* [What you have to do]
Rewrite every line of the records below as a numbered list, skipping blank lines. Don't include any pictures in your answer.

[start Information supplied]

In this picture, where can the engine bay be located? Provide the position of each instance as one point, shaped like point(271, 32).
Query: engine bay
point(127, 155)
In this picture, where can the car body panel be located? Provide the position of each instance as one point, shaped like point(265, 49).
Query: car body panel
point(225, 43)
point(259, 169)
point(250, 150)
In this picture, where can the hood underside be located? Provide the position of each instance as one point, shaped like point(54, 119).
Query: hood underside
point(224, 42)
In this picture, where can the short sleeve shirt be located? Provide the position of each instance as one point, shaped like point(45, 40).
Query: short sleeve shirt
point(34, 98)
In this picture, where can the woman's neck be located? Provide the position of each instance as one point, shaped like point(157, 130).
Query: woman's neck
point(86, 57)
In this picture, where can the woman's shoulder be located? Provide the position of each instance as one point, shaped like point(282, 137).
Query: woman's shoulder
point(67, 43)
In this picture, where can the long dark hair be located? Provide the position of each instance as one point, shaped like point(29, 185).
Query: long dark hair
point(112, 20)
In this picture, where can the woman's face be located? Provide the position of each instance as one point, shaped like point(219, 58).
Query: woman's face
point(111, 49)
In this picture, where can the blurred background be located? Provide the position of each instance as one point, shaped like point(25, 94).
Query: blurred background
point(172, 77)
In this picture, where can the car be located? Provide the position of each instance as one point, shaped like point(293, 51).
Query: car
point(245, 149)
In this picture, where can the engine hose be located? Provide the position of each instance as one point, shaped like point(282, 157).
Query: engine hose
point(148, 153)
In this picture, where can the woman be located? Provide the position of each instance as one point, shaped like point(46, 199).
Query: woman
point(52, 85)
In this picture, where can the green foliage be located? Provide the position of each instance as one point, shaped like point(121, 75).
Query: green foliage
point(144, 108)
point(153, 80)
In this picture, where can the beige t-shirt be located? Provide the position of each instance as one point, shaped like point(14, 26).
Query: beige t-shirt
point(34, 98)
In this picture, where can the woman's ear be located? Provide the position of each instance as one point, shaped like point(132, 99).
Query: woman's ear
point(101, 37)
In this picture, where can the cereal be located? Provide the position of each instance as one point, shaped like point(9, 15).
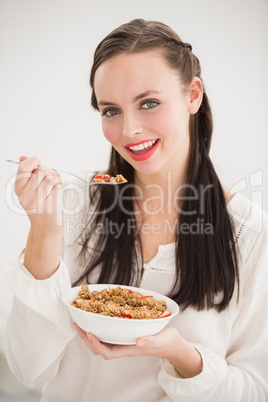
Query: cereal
point(120, 302)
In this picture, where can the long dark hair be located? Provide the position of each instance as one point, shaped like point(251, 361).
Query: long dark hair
point(207, 268)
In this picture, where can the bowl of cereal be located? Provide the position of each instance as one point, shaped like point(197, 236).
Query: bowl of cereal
point(119, 314)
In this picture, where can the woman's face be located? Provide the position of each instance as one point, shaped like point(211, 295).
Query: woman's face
point(145, 114)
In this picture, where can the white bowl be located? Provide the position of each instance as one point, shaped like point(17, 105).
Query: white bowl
point(117, 330)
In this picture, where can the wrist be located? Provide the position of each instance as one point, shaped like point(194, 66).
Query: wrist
point(185, 358)
point(42, 254)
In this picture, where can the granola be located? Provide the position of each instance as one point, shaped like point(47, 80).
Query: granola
point(120, 302)
point(108, 179)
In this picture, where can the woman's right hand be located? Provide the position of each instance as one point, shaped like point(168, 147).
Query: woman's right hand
point(39, 191)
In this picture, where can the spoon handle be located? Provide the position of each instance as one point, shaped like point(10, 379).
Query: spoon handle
point(58, 170)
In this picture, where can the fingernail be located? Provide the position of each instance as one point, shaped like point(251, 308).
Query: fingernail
point(141, 342)
point(50, 177)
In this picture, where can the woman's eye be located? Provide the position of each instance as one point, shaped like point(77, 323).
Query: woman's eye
point(110, 112)
point(149, 104)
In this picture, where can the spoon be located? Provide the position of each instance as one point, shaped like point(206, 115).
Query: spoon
point(72, 174)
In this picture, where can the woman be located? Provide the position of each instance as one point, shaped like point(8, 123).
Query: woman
point(178, 232)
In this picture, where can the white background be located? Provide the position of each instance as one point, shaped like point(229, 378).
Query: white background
point(46, 50)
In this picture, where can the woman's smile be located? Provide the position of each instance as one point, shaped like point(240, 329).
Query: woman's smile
point(142, 150)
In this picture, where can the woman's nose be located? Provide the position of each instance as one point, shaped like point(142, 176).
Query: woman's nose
point(131, 125)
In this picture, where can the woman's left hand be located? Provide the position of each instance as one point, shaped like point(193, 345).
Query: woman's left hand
point(167, 344)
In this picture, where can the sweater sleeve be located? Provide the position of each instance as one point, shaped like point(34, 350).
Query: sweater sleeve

[end Information supplied]

* [Output of the task]
1. In this picture, where can the engine bay be located? Provide the position of each instance as one point, shaped like point(271, 32).
2. Query: engine bay
3. point(127, 155)
4. In this picture, where can the car body panel be located? Provide the position of each instance as one point, shaped like point(265, 49).
5. Query: car body panel
6. point(225, 43)
7. point(259, 169)
8. point(250, 150)
9. In this picture, where can the hood underside be located? Provide the position of each instance as one point, shaped like point(54, 119).
10. Query: hood underside
11. point(224, 42)
12. In this picture, where can the short sleeve shirt be located? Provide the position of each instance as one point, shaped like point(45, 40).
13. Query: short sleeve shirt
14. point(34, 98)
15. In this picture, where can the woman's neck be located? Provide the position of each instance as one point, shaped like point(157, 130).
16. Query: woman's neck
17. point(86, 57)
18. In this picture, where can the woman's shoulder be located? Provide the position of each instance as one point, shaped like point(282, 137).
19. Query: woman's shoulder
20. point(67, 43)
21. In this picture, where can the long dark hair be located? Provide the position of each instance as one point, shaped like point(29, 185).
22. Query: long dark hair
23. point(112, 20)
24. In this picture, where can the woman's face be located? Provide the position of each instance as one point, shaped like point(219, 58).
25. Query: woman's face
26. point(111, 49)
27. In this picture, where can the blurred background be located? Provide the position of each instance as one point, shaped like point(25, 94).
28. Query: blurred background
29. point(172, 77)
30. In this picture, where can the car be located? Provide the position of each instance as one point, shaped like point(293, 51).
31. Query: car
32. point(245, 149)
33. In this picture, where can the engine hose be located? Provide the position of each instance as one point, shaped like point(282, 157).
34. Query: engine hose
35. point(148, 153)
36. In this picture, where can the woman be located? Provide the position of each instance as one point, shaped like point(46, 199).
37. Query: woman
38. point(52, 85)
39. In this picture, where can the green foliage be located? Provide the position of each instance as one point, shaped like point(121, 75).
40. Query: green foliage
41. point(144, 108)
42. point(153, 80)
43. In this picture, where can the beige t-shirt be located? Provide the position of each instance as one point, shaped like point(14, 26).
44. Query: beige t-shirt
45. point(34, 98)
46. In this picture, where can the woman's ear be located? Provide the position of each instance as one point, shaped like point(132, 99).
47. Query: woman's ear
48. point(101, 37)
49. In this picture, where can the cereal be located? Provide the position of each instance as one point, shaped like point(9, 15).
50. Query: cereal
51. point(120, 302)
52. In this picture, where can the long dark hair be located? Provide the position of each instance as one point, shaped like point(251, 361).
53. Query: long dark hair
54. point(207, 268)
55. In this picture, where can the bowl of cereal be located? Provide the position of each instance as one point, shaped like point(197, 236).
56. Query: bowl of cereal
57. point(119, 314)
58. In this picture, where can the woman's face be located? Provide the position of each instance as one point, shaped like point(211, 295).
59. Query: woman's face
60. point(145, 114)
61. In this picture, where can the white bowl be located? Provide the position of each instance as one point, shaped like point(17, 105).
62. Query: white bowl
63. point(117, 330)
64. In this picture, where can the wrist be located? Provide the position of each instance as one point, shaped like point(194, 66).
65. Query: wrist
66. point(185, 358)
67. point(42, 254)
68. In this picture, where can the granola be located? Provide the position of each instance as one point, shaped like point(47, 80).
69. Query: granola
70. point(120, 302)
71. point(108, 179)
72. In this picture, where can the woman's right hand be located? Provide the position of each instance as one point, shaped like point(168, 147).
73. Query: woman's right hand
74. point(39, 191)
75. In this picture, where can the spoon handle be located? Provide the position of each instance as one point, shaped like point(10, 379).
76. Query: spoon handle
77. point(58, 170)
78. In this picture, where can the fingernail be located? Provide the position of each instance as one point, shaped like point(251, 308).
79. Query: fingernail
80. point(141, 342)
81. point(50, 177)
82. In this picture, where can the woman's eye be located? Provide the position of each instance as one point, shaped like point(77, 323).
83. Query: woman's eye
84. point(110, 112)
85. point(149, 104)
86. In this picture, where can the spoon be located? Provide the position of each instance as one point, shaped like point(206, 115).
87. Query: spoon
88. point(72, 174)
89. In this picture, where can the woman be located? Provide the position of each instance as one point, shaped like point(8, 123).
90. Query: woman
91. point(178, 232)
92. In this picture, where can the white background be located? Provide the position of each instance as one point, shaped like point(229, 378).
93. Query: white background
94. point(46, 50)
95. In this picture, where can the woman's smile be located? Provide the position of each instance as one point, shaped like point(240, 329).
96. Query: woman's smile
97. point(142, 150)
98. In this picture, where can the woman's nose be located? Provide the position of each instance as one point, shaped like point(142, 176).
99. Query: woman's nose
100. point(131, 125)
101. In this picture, where can the woman's left hand be located? Provide the position of each instance as one point, shaped like point(193, 345).
102. Query: woman's left hand
103. point(167, 344)
104. In this picture, where can the sweater sleeve be located? Provide the position of each instance as one point, shaped like point(34, 350).
105. Query: sweater sleeve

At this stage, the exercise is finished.